> **What this task involves**: Please output the following records exactly. Leave every image out.

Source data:
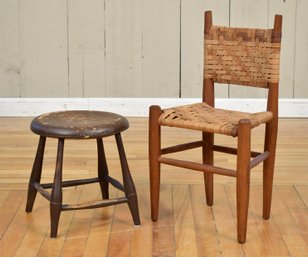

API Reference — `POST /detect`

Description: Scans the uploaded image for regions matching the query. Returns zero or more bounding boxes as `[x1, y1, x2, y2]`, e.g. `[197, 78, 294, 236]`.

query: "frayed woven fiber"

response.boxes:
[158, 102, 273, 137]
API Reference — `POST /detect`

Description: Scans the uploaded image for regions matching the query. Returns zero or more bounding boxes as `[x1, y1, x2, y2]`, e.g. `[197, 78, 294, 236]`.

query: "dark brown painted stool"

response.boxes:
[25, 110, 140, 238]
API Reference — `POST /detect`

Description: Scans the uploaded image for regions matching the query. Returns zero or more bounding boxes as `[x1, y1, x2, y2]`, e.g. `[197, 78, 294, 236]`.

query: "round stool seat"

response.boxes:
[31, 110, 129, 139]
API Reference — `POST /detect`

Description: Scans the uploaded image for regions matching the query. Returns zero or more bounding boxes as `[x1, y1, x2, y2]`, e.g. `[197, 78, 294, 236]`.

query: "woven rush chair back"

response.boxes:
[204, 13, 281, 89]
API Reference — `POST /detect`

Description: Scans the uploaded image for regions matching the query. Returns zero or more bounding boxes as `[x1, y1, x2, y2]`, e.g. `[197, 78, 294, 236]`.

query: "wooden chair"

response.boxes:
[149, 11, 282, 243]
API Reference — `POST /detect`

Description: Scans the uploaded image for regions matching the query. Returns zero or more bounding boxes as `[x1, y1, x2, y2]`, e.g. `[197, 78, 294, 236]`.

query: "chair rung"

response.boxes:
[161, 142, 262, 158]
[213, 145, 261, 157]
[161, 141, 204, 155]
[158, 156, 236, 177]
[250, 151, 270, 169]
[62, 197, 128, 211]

> **Output**:
API Reference — `POST /detect`

Description: Scans the uploaded image for regions matching the query. Returns zero or more bounding boxes as `[x1, y1, x2, y2]`, e.g. `[197, 78, 294, 236]`.

query: "frayed woven fiber"

response.boxes:
[158, 102, 273, 137]
API Reference — `POST /detect`

Description: Scans the uploaded image for regions matching the query. Returns zero or more bounding boxes as `[x1, y1, x2, y2]`, e.g. `[197, 78, 294, 236]`.

query: "dark brown painted stool"

response.boxes:
[25, 110, 140, 238]
API Reference — `POST /detect`

Description: Scans the uploaded image for regions matching the query. Returns zero or more bounding boxes as `[x1, y1, x2, y2]`, e.g. `[197, 78, 294, 236]`.

query: "round stool seat"

response.boxes:
[31, 110, 129, 139]
API Reference — `POST /detect`

Description: Scans the uploaded image for regions matching the query. Returns zero or more bounding boxes as `[x1, y1, x2, y2]`, e.g. `[197, 78, 294, 236]`.

query: "woven rush chair back"

response.boxes:
[204, 13, 281, 89]
API Reference — `POST /detect`

Description: Scans the uploaded image for regions matching the query. Returns zero or more bounding boxes as `[x1, y1, x2, y2]`, e.g. `[197, 78, 294, 236]`.

query: "wooden chair"

response.boxes:
[149, 11, 282, 243]
API Reference — `POST /detect`

Description: Scans the uploaded image for regions matching the query. Returns zero or more bounding boxes as `[x1, y1, x2, y2]`, e.g. `[197, 78, 294, 236]`.

query: "chair rung"

response.boxes:
[161, 142, 262, 158]
[213, 145, 261, 157]
[161, 141, 204, 155]
[158, 156, 236, 177]
[250, 151, 270, 169]
[62, 197, 128, 211]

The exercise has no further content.